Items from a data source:
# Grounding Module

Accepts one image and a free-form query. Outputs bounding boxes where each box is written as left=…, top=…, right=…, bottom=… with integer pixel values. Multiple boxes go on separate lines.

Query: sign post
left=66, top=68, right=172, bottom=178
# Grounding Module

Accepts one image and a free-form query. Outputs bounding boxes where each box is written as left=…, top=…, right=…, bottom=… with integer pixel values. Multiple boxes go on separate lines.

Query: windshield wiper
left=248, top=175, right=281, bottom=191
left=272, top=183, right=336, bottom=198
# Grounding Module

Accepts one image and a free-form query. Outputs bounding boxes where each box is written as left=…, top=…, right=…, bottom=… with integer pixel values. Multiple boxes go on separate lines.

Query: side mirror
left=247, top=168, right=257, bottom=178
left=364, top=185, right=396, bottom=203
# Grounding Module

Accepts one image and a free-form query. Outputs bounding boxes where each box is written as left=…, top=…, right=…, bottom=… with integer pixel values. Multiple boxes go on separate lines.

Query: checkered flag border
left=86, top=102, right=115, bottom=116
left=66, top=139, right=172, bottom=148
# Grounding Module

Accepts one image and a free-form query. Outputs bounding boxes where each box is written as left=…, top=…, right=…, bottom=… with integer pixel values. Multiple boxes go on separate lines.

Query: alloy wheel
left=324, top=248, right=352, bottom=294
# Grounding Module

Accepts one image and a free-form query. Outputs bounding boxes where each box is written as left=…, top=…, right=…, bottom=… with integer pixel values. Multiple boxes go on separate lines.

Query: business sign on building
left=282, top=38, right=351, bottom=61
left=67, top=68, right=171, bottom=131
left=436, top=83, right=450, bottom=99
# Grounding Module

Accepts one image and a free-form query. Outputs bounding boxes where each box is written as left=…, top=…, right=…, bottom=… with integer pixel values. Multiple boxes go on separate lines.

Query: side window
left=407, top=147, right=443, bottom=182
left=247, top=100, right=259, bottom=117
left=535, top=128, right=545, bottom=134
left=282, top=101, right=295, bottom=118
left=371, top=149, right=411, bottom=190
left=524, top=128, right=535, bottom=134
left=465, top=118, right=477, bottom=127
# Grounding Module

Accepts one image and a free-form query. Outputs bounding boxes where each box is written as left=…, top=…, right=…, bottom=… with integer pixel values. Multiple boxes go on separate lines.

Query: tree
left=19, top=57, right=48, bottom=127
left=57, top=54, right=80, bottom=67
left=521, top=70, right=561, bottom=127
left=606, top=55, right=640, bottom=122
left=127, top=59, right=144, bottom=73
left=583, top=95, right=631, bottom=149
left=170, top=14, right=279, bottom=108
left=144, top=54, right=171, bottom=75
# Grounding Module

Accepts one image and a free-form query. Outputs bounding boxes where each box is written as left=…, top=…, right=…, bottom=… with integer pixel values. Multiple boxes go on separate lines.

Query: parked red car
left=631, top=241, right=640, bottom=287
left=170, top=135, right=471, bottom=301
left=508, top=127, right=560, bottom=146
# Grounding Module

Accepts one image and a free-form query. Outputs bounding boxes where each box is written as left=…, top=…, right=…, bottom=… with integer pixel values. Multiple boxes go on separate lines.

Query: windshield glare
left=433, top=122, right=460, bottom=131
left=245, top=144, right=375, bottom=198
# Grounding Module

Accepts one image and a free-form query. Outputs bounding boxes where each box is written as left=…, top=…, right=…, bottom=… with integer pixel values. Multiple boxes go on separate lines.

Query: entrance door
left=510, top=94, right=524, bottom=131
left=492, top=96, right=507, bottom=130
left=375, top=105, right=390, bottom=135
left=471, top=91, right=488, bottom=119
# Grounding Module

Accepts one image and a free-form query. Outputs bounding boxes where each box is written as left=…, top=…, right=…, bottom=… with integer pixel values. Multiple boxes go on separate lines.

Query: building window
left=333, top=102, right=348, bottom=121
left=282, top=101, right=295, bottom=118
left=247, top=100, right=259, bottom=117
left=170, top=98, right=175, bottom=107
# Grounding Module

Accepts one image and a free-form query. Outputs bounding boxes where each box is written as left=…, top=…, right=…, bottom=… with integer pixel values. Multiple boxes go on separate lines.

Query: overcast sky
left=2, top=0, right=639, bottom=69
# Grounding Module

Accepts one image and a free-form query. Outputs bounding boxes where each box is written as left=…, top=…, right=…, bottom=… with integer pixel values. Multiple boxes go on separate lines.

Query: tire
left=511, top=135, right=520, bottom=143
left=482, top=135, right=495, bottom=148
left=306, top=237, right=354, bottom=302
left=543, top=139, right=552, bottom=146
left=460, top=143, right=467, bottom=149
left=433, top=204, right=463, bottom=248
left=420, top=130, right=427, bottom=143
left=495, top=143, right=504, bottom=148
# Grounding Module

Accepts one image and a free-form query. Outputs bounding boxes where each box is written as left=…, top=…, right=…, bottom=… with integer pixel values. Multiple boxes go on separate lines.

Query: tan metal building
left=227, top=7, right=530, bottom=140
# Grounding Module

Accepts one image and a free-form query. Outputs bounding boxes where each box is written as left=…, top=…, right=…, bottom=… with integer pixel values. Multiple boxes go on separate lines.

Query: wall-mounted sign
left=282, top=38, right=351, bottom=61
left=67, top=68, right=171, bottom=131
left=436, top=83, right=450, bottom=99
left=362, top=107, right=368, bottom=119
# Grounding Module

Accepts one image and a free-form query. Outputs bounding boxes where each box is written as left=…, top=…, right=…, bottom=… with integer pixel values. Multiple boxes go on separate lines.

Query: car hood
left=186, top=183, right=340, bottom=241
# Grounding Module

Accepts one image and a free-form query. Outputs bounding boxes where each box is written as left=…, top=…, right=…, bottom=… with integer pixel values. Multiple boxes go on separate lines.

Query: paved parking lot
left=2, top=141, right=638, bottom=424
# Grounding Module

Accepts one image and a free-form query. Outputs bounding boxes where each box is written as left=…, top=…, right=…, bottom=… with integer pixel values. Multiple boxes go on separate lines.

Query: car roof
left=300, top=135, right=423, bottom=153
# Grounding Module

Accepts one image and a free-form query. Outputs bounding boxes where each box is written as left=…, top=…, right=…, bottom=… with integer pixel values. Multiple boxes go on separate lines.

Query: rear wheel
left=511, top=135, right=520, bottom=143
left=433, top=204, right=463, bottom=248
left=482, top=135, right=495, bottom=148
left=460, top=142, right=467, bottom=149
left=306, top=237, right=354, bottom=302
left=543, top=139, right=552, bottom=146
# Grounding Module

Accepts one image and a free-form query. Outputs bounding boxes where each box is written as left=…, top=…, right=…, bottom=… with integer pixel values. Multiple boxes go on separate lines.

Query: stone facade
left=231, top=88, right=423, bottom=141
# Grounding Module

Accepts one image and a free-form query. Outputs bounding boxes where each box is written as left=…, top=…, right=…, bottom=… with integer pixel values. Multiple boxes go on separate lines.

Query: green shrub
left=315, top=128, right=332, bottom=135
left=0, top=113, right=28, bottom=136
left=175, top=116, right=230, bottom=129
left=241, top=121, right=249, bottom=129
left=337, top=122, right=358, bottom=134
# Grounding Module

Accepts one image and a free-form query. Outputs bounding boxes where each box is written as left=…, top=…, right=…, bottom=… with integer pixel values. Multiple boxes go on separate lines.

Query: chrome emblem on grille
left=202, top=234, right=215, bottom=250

#### WHAT IS BEING ASKED:
Return every entry exactly.

#### ANSWER TO THIS TASK:
# Grounding Module

Accepts one image and a free-form query. Outputs bounding boxes where each box is written as left=…, top=…, right=…, bottom=… with integer pixel values. Multiple boxes go on separate lines.

Query: sign post
left=66, top=68, right=172, bottom=178
# Grounding Module

Accepts one image and a free-form query. Outputs bounding boxes where each box is written as left=…, top=…, right=…, bottom=… with integer pixel values. Multiple boxes go on separate lines.

Query: windshield wiper
left=248, top=175, right=281, bottom=191
left=272, top=183, right=336, bottom=198
# Grounding Module

Accepts one image and a free-form query. Outputs bounding boxes where each box is written as left=…, top=…, right=…, bottom=… with integer pixel values. Multiple boxes go on separate lines.

Query: side mirror
left=247, top=168, right=257, bottom=178
left=364, top=185, right=396, bottom=203
# Grounding Module

Accepts one image and a free-form query. Outputs bounding boxes where each box is written as left=…, top=…, right=…, bottom=… with integer pixel values. Multiple boxes go on separate lines.

Query: checkered flag border
left=86, top=102, right=115, bottom=116
left=66, top=139, right=172, bottom=148
# Grounding Module

Accepts one image and a free-form query. Outputs bounding boxes where each box is written as left=…, top=…, right=…, bottom=… with integer pixel values. Multiple boxes go on separate lines.

Query: alloy wheel
left=324, top=248, right=352, bottom=294
# Grounding Module

Accepts one image and a free-form query. Outputs bounding boxes where each box is written as left=…, top=…, right=…, bottom=… with integer pixel values. Multiple boxes go on separate lines.

Query: business sign on building
left=282, top=38, right=351, bottom=61
left=67, top=68, right=171, bottom=131
left=436, top=83, right=450, bottom=99
# Grounding Module

Accepts one image and a free-form query. Outputs bounding boxes where each box is written as left=…, top=…, right=…, bottom=… with integer pixel values. Multiple boxes go on separate lines.

Query: side window
left=407, top=147, right=443, bottom=182
left=247, top=100, right=259, bottom=117
left=535, top=128, right=545, bottom=134
left=282, top=101, right=295, bottom=118
left=371, top=149, right=411, bottom=190
left=524, top=128, right=535, bottom=134
left=465, top=118, right=477, bottom=127
# Grounding Module

Accepts one image and a free-form query. Outputs bounding boxes where each box is written as left=…, top=…, right=…, bottom=… with integer pixel values. Multiple boxes go on separate lines.

Query: tree
left=19, top=57, right=48, bottom=127
left=57, top=54, right=80, bottom=67
left=521, top=70, right=561, bottom=127
left=606, top=55, right=640, bottom=122
left=127, top=59, right=144, bottom=73
left=583, top=95, right=631, bottom=149
left=170, top=14, right=279, bottom=108
left=144, top=54, right=171, bottom=75
# Grounding Module

Accepts one image and a free-form query. Outputs bounding boxes where each box is written as left=…, top=…, right=…, bottom=… with integer pixel values. Multiple boxes go on separate lines.

Query: parked red car
left=631, top=241, right=640, bottom=287
left=170, top=135, right=471, bottom=301
left=508, top=127, right=560, bottom=146
# Grounding Module

Accepts one image and a free-form query. Outputs bounding boxes where each box is written as left=…, top=…, right=…, bottom=… with integer pixel values. Multiple boxes go on separate lines.

Query: windshield glare
left=433, top=122, right=460, bottom=131
left=245, top=144, right=375, bottom=198
# Grounding Module

Accepts one image and a free-form query. Outputs bounding boxes where each box is written as left=…, top=…, right=…, bottom=… with integer pixel values. Multiple boxes go on separate lines.

Query: entrance door
left=510, top=94, right=524, bottom=131
left=492, top=96, right=507, bottom=130
left=375, top=105, right=390, bottom=135
left=471, top=91, right=488, bottom=119
# Grounding Module

Accepts one image and a free-form query. Outputs bounding boxes where each box is written as left=…, top=…, right=…, bottom=… with integer pixel values. Multiple boxes go on separate lines.

Query: building window
left=333, top=102, right=348, bottom=121
left=282, top=101, right=295, bottom=118
left=247, top=100, right=259, bottom=117
left=170, top=98, right=175, bottom=107
# Grounding Module

Accepts one image and a free-form query. Outputs bounding boxes where each box is written as left=…, top=…, right=…, bottom=… with integer pixel values. Multiple boxes go on separate lines.

Query: overcast sky
left=2, top=0, right=639, bottom=69
# Grounding Module

Accepts one image and a free-form query. Outputs bounding boxes where each box is written as left=…, top=…, right=…, bottom=… with integer pixel values. Multiple boxes go on separate lines.

Query: tire
left=511, top=135, right=520, bottom=143
left=482, top=135, right=495, bottom=148
left=306, top=237, right=354, bottom=302
left=543, top=139, right=552, bottom=146
left=460, top=143, right=467, bottom=149
left=433, top=204, right=463, bottom=248
left=420, top=130, right=427, bottom=143
left=495, top=143, right=504, bottom=148
# Grounding Module

Accepts one image and a free-form query. Outputs bounding boxes where each box is written as left=…, top=…, right=…, bottom=… with integer pixel values. Multiple boxes go on separate lines.

Query: tan metal building
left=227, top=7, right=530, bottom=140
# Grounding Module

Accepts one image and a free-form query. Outputs bounding boxes where each box is written as left=…, top=…, right=…, bottom=… with integer pixel values. Multiple boxes go on separate lines.

Query: wall-mounted sign
left=282, top=38, right=351, bottom=61
left=67, top=68, right=171, bottom=131
left=436, top=83, right=450, bottom=99
left=362, top=107, right=368, bottom=119
# Grounding Module

Accepts one image and a free-form query. Outputs bounding boxes where each box is written as left=…, top=…, right=…, bottom=… with integer pixel values. Multiple boxes go on separate lines.

Query: car hood
left=186, top=183, right=340, bottom=241
# Grounding Module

Accepts one image and a free-form query. Outputs bounding boxes where each box is written as left=…, top=…, right=…, bottom=… with integer pixel values. Multiple boxes go on separate lines.

Query: paved parking lot
left=2, top=141, right=638, bottom=424
# Grounding Module

Accepts one image and a free-form query. Outputs bounding boxes where each box is written as left=…, top=…, right=…, bottom=… with integer pixel values. Multiple boxes go on separate lines.

Query: car roof
left=300, top=135, right=423, bottom=153
# Grounding Module

Accepts one image and a free-form query. Outputs bounding boxes where each box is written as left=…, top=…, right=…, bottom=… with integer pixel values. Multiple boxes go on separate lines.

Query: rear wheel
left=511, top=135, right=520, bottom=143
left=433, top=204, right=463, bottom=248
left=482, top=135, right=495, bottom=148
left=460, top=142, right=467, bottom=149
left=306, top=237, right=354, bottom=302
left=543, top=139, right=552, bottom=146
# Grounding Module

Accepts one image and a free-form query. Outputs bounding boxes where each box is written as left=…, top=…, right=…, bottom=… with integer pixel values. Multiple boxes go on separate lines.

Query: stone facade
left=231, top=88, right=423, bottom=141
# Grounding Module

Accepts one image and a free-form query. Outputs bounding boxes where each box is written as left=…, top=…, right=…, bottom=… with integer pixel values. Multiple boxes go on separate lines.

Query: green shrub
left=315, top=128, right=332, bottom=135
left=0, top=113, right=28, bottom=136
left=175, top=116, right=230, bottom=129
left=241, top=121, right=249, bottom=129
left=337, top=122, right=358, bottom=134
# Grounding Module

Accepts one image and a free-form query. Outputs bounding boxes where each box is written as left=…, top=…, right=…, bottom=… with integer pixel values. Multiple boxes go on separate lines.

Query: chrome emblem on grille
left=202, top=234, right=215, bottom=250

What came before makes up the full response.